Extrait de page:

----------------

Le sujet : le financement de l'entreprise Un thème d'une actualité brûlante avec l'ombre de l'affaire Batam qui planait sur toutes les discussions qui ne l'évoquant qu'en filigrane, si ce n'est le président de l'IACE qui a finit par lui consacrer un bon quart d'heure à la clôture des travaux, le traitant de "cas d'école". Il est vrai que le cas de cette entreprise résume toute la problématique du financement de l'entreprise avec ses atouts et ses risques.
Tout au long de deux jours et la présence du ministre de l'industrie et de l'énergie et de celui des finances, entrepreneurs et banquiers ont discuté de leurs relations, des crédits long et court terme, des dettes et des crédits accrochés ainsi que des solutions à apporter pour que les banques demeurent aptes à les financer et que les entreprises restent solvables et que l'économie nationale continue à créer des entreprises pour garantir la stabilité sociale.
En marge de ces journées, nous avons rencontré Mr Chakib Nouira, président de l'IACE, mais aussi président du directoire de la BIAT, homme d'affaire et responsable patronal.
De votre multiple point de vue de responsable au patronat, de chef d'entreprise industrielle et premier responsable d'une des premières banques privées du pays, quelle est votre opinion sur cette question du financement de l'entreprise et de la capacité, ou non, du secteur bancaire à le faire ?
Le système bancaire tunisien a fait, honnêtement et objectivement, des miracles en matière de financement du développement. Avec des moyens très limités, il a prêté et parfois plus qu'il ne fallait. Je crois que l'effort doit être maintenant fait au niveau de l'entreprise et cela, essentiellement, par la transparence, l'amélioration du taux d'encadrement et une meilleure organisation de la gestion.
On peut évidement reprocher beaucoup de choses aux banques, comme au niveau des services où elles ont beaucoup de choses à améliorer. Mais en général les banques n'ont pas faillit à leur mission et s'il se trouve encore un chef d'entreprise qui n'a pas réussi à avoir un crédit, c'est généralement parce qu'il ne le méritait pas.
Le problème est un problème de gestion des entreprises. Prenez le cas des entreprises entrées sous la loi 95 des entreprises en difficultés, vous remarquerez que leurs problème sont en très grande partie dus à la mauvaise gestion des promoteurs. C'est pour cela qu'il est maintenant important de régler le problème judiciaire de la question de la reprise d'entreprises. Il n'y a pas de raison pour qu'une entreprise mal gérée ne puisse pas être revendue à quelqu'un qui la gèrerait mieux et en ferait une entreprise rentable.
Je connais une entreprise qui a été pendant 5 ans en difficulté dont une année fermée avec ses 180 employés renvoyés et les banques qui ne pouvaient rien faire. Le jour où elles ont pu revendre l'entreprise à un entrepreneur d'expérience, il ne lui a pas fallu pas plus de 6 mois pour rouvrir, recruter les 180 employés et commencer à exporter.

----------------

Documents fournis:
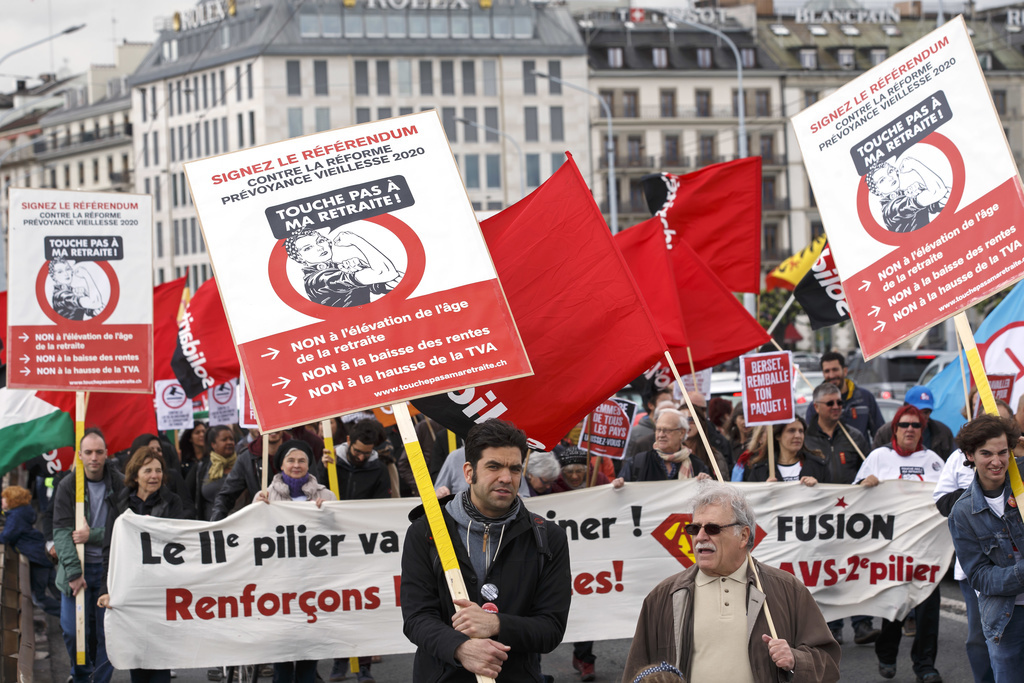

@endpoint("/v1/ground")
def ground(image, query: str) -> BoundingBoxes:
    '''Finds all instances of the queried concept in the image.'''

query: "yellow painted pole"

----------------

Consignes:
[1] D'après l'extrait sur le financement de l'entreprise, combien d'employés l'entreprise en difficulté décrite dans le dernier paragraphe avait-elle renvoyés ?
[2] Recopiez sans modification le passage de l'extrait sur le financement de l'entreprise allant de « Le sujet : le » à « et ses risques. ».

Corrigé des exercices:
[1] Elle avait renvoyé ses 180 employés.

[2]
Le sujet : le financement de l'entreprise Un thème d'une actualité brûlante avec l'ombre de l'affaire Batam qui planait sur toutes les discussions qui ne l'évoquant qu'en filigrane, si ce n'est le président de l'IACE qui a finit par lui consacrer un bon quart d'heure à la clôture des travaux, le traitant de "cas d'école". Il est vrai que le cas de cette entreprise résume toute la problématique du financement de l'entreprise avec ses atouts et ses risques.